Pointing and labeling entries:

= = = = = = =

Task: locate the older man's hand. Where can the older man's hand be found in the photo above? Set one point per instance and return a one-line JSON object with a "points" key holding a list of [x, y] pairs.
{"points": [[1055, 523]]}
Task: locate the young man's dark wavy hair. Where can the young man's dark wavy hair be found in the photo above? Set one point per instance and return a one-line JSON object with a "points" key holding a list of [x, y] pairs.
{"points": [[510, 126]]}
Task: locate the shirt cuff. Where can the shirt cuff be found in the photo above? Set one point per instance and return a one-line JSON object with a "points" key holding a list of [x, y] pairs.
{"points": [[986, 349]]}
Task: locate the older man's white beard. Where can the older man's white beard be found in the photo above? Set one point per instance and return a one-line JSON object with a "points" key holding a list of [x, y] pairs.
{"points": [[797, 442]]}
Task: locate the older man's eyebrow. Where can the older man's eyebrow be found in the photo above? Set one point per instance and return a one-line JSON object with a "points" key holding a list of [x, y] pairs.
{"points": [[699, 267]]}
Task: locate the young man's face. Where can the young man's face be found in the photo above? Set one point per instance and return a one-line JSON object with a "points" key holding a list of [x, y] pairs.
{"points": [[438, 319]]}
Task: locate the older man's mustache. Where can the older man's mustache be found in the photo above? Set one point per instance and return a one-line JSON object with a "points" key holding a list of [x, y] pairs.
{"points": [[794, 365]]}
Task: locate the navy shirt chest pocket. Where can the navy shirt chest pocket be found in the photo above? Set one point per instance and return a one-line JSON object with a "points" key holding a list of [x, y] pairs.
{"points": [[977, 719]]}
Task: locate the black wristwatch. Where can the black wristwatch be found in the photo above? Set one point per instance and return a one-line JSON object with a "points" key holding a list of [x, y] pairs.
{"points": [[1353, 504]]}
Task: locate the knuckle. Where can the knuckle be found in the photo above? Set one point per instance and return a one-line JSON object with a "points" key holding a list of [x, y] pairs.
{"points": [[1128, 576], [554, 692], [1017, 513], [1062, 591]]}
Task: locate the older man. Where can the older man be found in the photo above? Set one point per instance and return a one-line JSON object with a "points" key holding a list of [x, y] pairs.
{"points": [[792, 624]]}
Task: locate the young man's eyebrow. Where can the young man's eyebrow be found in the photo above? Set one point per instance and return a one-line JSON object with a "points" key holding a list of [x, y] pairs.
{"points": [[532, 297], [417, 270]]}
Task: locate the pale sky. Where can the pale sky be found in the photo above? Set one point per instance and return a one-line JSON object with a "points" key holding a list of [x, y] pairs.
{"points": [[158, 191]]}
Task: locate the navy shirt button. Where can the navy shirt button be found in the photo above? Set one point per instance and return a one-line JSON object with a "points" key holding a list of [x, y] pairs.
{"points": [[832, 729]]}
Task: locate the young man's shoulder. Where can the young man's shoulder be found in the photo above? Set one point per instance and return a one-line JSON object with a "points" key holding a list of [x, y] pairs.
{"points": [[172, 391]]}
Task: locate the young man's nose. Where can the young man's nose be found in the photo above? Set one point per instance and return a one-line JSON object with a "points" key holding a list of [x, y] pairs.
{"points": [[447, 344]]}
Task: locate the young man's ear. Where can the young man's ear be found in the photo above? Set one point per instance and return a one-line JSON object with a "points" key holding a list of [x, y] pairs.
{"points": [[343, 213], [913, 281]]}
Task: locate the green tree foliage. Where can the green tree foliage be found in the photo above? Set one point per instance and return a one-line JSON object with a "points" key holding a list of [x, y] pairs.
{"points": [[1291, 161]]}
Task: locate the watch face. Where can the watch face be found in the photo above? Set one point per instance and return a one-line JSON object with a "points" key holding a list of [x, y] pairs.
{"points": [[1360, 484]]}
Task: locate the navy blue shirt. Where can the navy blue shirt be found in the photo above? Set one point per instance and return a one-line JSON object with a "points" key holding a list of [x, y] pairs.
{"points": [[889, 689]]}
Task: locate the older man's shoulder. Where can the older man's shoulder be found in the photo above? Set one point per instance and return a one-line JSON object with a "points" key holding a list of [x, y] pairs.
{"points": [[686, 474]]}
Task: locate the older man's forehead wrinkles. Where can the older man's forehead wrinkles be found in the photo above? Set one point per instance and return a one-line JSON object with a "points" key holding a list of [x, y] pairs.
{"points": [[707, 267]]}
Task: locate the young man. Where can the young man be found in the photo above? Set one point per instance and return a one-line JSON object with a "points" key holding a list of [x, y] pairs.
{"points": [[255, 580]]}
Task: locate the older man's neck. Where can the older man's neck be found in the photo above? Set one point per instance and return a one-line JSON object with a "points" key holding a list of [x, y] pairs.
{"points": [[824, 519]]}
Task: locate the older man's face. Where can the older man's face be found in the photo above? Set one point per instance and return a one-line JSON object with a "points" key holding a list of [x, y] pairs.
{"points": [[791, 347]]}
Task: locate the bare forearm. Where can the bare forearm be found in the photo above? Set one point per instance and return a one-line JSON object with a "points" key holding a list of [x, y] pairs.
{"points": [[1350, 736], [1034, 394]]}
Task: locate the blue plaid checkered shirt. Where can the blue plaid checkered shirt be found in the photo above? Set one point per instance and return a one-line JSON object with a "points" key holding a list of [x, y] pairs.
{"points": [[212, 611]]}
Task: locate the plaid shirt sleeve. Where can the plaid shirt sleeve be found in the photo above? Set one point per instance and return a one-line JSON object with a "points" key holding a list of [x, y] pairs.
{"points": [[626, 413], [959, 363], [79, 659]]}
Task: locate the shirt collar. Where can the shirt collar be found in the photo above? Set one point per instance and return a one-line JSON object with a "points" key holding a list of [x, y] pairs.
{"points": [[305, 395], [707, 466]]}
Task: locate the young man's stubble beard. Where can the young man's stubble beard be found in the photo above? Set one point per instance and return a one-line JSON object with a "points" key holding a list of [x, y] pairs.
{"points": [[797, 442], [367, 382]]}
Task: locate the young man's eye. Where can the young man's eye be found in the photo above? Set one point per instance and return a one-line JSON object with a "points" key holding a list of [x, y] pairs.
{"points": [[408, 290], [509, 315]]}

= = = = = = =

Set task:
Set out the complete listing exactly as shown.

Reply:
Task: locate the older man's hand. Where can the older man's hand be found in the photo above? Set one point per instance and return a one-line JSON object with a "points" key holding a list of [x, y] pairs.
{"points": [[1055, 523]]}
Task: locate the young man's dark wavy hair. Where can the young man's dark wavy hair be found in the photo above? Set one point per instance and return a one-line JSON object with a "points" key holding a list of [x, y] pairs.
{"points": [[510, 126]]}
Task: locate the shirt cuff. Where can the shirt cuff be found in the photo above? Set one point per instance and return a one-line JSON object with a "points" key holding a list of [x, y] pairs.
{"points": [[986, 349]]}
Task: locate the older man's white beard. Where can the older man's white beard be found in the photo above? Set one point per instance and return a one-line JSON object with a "points" key holding a list of [x, y] pairs.
{"points": [[797, 442]]}
Task: locate the older man's eyebrow. Where can the older man's eyebrow be found in the photo above? Set one point per instance and return a one-line JSON object with a "points" key holding a list of [x, y] pairs.
{"points": [[699, 267]]}
Task: locate the young man's face. Where can the young man's face be found in the photo above? Set one point per instance and return a one-line JSON object with a "points" key holding a list of [x, y] pairs.
{"points": [[438, 319]]}
Task: locate the older man's mustache. Where can the older man's mustache be found in the photo above? Set one point per instance and return a one-line JSON object with a "points" key holding a list of [x, y] pairs.
{"points": [[794, 365]]}
Task: locate the navy shirt chest pocket. Where can the navy shirt chest pocket be found in the photo above? Set one point per instance and return a one-line JSON object with a "points" key holding a list of [x, y] pairs.
{"points": [[977, 719]]}
Task: locate the black wristwatch. Where can the black wristwatch be found in the photo above? Set one point per instance and return a one-line JSON object with a "points" key holding a list of [x, y] pairs.
{"points": [[1353, 504]]}
Task: locate the knuckle. Where can the knuckle be found in the photo above? Set one point per instance and return a one-line JSON object with a "points" key holding a list of [x, y] pairs.
{"points": [[1128, 576], [554, 692], [1017, 513], [1062, 591]]}
Task: locate the older man. Where can the older man be found in the photo above? Set one point per instance and return a one-line JSON object with a "points" key holding a list of [x, y] pairs.
{"points": [[792, 624]]}
Task: locate the young man's eyebrow. Where can the young man's eyebrow be found in the photo above? Set one point per instance and return a one-line JSON object with a "points" key holding a list of [x, y] pairs.
{"points": [[532, 297], [417, 270]]}
Task: locate the pale sky. Where can the pale sky be found in the photo above? Set one point per instance and return a one-line JSON object with a "points" key holding a list of [x, y] pairs.
{"points": [[158, 191]]}
Task: locate the navy shirt button. Where can the navy shirt button be found in the photo above? Set one point per instance and return a one-line JSON object with a "points" key holding a list of [x, y] pairs.
{"points": [[832, 729]]}
Task: locate the young man's shoulder. Where can the young man's shoulder be found in the photo above? Set one point per instance and return a one-line JSON object with a "points" key holding a list of [x, y] pairs.
{"points": [[172, 391]]}
Task: locate the young man's nose. Where can the young man's nose be found in the photo above? Set one point per instance and return a one-line JSON object with a "points" key holding a list of [x, y] pairs.
{"points": [[447, 344]]}
Task: locate the young man's ear. Where can the young man's ear be found in the photo above? Set one point per instance and return a one-line JSON object with a "points" key holding a list of [x, y] pairs.
{"points": [[343, 213], [913, 281]]}
Task: locate the green tree foliage. Where can the green tree foliage be found in the photo above? Set one point per instance and return a one-line JSON object with a "points" key holding a list of [x, y] pairs.
{"points": [[1291, 161]]}
Task: locate the watch face. Where can the watch face be found in the photo above? Set one point per instance and return a one-line JSON object with a "points" key holding a list of [x, y] pairs.
{"points": [[1360, 484]]}
Task: locate the navy blue shirt. Where can the navy blue shirt be found in the photo above? Set one point per instance and return a one-line JSON object with a "points" key holding a list of [x, y] pairs.
{"points": [[889, 689]]}
Task: locate the older man's shoulder. Where can the older man's shoulder be found in the photo above? Set one point per instance and return a one-line JSON object with a "points" key holding a list of [x, y] pairs.
{"points": [[686, 474]]}
Task: locate the older man's forehead wrinkles. Where can the older man's forehead wrinkles be found in the photo above? Set one point per instance and return a one-line JSON object with a "points" key holding a list of [x, y] pairs.
{"points": [[707, 267]]}
Task: locate the young man. Where can the young man be found in the photo above? Set one point per instance and return a one-line JSON object with a "points" key holding a list of [x, y] pairs.
{"points": [[255, 580]]}
Task: locate the older man's neck. Where can the older man's neck be found in the photo above? Set one point per instance and return a one-line JSON object with a "points" key holding a list of [x, y] pairs.
{"points": [[824, 519]]}
Task: locate the older man's face. Where can the older man's face be found in the photo above? Set one point per instance and return a one-line JSON object with a "points" key holding a list of [x, y] pairs.
{"points": [[791, 347]]}
Task: locate the bare forearm. Where can the bare forearm be found in the photo above? Set one point per instance and return a one-line JSON object with a "points" key holding a list of [x, y] pairs.
{"points": [[1350, 736], [1034, 394]]}
Task: locate the blue plaid checkered shirt. Where can the blue plaid checkered shirt be found in the photo above? Set one point per instance and return a one-line JSON object with a "points" key holding a list of [x, y] pairs.
{"points": [[212, 611]]}
Task: locate the plaid shirt sleeve. Where can the plaid shirt sleeve be found in the photo above? Set one point per instance and return a one-line JSON object with a "points" key holding a list of [x, y] pairs.
{"points": [[626, 413], [959, 363], [79, 659]]}
Task: locate the shirt collar. Where can the shirt collar be found in the photo above? Set one point per instance and return a one-line JSON object with a "points" key holding a list of [x, y] pairs.
{"points": [[305, 395], [707, 466]]}
Task: locate the young man's stubble beard. Where can the young man's stubble beard be found in the photo above? Set one point per instance and return a one-line JSON object with a "points" key holding a list of [x, y] pairs.
{"points": [[797, 442], [367, 382]]}
Task: locate the young man's eye. Where can the young man's eye be found in the photo above? Set one point per instance and return a one-line JSON object with a "points" key holding a list of [x, y] pairs.
{"points": [[408, 290], [509, 315]]}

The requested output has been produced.